Grande est la maison brûlée...

Lison Marsin

Le 26 janvier dernier sortait le second disque de thomas jean henri, tapi derrière le projet musical cabane. Après un premier album lumineux, Brûlée chante les revers de l’amour avec sensibilité et maturité.

Délicat, altruiste, vif… Thomas jean henri, artiste pluridisciplinaire, persiste et signe avec cette patte qu’on lui connaissait déjà depuis son premier album Grande est la maison. Voilà que Brûlée, qui a tout d’une déflagration musicale lente et accrocheuse, marque le second souffle d’un triptyque dans lequel il s’est lancé il y a officiellement neuf ans. « Chaque texte, chaque chanson, a sa propre voix. Depuis le premier album, je me suis donné une période pendant laquelle j’ai décidé de lâcher prise », sourit le musicien. Et il fait bon de retrouver sa cabane avec ce même sentiment de familiarité, qu’on considérera cette fois-ci pour son côté plus intimiste, qui octroie aussi ses moments de tourmente. 



thomas jean henri
Ce deuxième album m’a apporté la confiance
sur le fait que j’étais capable de faire un disque.

────────

## Énoncé
Rédigez la suite de l'article sur Brûlée, le deuxième album de cabane, en repartant juste après sa dernière phrase.

## Données fournies
────────

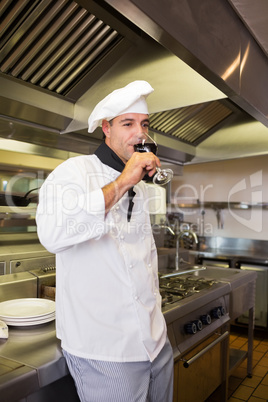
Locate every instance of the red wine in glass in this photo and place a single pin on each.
(162, 176)
(146, 147)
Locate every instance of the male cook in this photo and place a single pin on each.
(92, 214)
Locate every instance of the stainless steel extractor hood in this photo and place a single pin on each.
(59, 58)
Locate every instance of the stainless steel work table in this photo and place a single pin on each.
(30, 361)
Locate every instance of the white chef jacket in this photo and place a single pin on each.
(108, 305)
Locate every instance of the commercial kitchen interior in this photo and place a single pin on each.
(207, 61)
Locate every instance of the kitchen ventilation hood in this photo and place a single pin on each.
(59, 58)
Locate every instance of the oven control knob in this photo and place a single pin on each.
(206, 319)
(198, 324)
(217, 312)
(190, 328)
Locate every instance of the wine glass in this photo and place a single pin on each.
(162, 176)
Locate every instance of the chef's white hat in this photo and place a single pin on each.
(129, 99)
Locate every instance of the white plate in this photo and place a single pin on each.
(28, 323)
(25, 309)
(31, 319)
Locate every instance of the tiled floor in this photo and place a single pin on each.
(242, 388)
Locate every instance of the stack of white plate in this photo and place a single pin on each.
(28, 311)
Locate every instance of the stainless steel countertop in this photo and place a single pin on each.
(256, 256)
(30, 359)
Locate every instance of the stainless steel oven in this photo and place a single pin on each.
(199, 333)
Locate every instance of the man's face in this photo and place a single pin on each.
(124, 132)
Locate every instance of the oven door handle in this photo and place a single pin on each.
(187, 363)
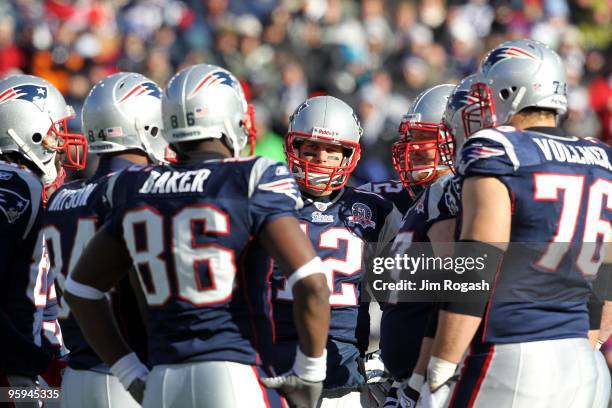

────────

## Résultat attendu
Une fable aux notes brûlantes

L’album est, une fois encore, une porte ouverte sur le confort d’un chez-soi pour le moins chaleureux. Au total, une dizaine de titres épinglent çà et là les notes d’une mélancolie encore affable. Épilogué par les anglais Kate Stables (This Is The Kit), déjà présente sur le premier album, et Sam Genders (Tuung), Brûlée incarne ici un long dialogue brûlant entre ses deux chanteurs vedettes. 38 minutes et 21 secondes de répliques arachnéennes, chacune se dévoilant avec une mesure toujours plus percutante. L’album commence presque à voix basse, à pas de loup, avec le titre In Parallel. Il se saisit, au bout de quelques minutes d’écoute, de cadences éthérées et d’atmosphères déchirantes d’émotion. Tout Ira Bien conclut l’histoire, en portant des derniers fragments de sagesse et de lumière jusqu’à la dernière seconde.

À l’instar de son prédécesseur, cette nouvelle production accorde à nouveau ses violons, ses claviers et son inévitable guitare acoustique. Il engage même cette fois-ci une section rythmique, délaissée dans le premier album. « Je voulais redonner une place à la batterie, c’était comme un hommage à moi-même », explique l’ex-batteur de Venus. Alors oui, cet album a une allure confortable et réconfortante, même sur le terrain épineux des amours désabusés et finalement brûlés.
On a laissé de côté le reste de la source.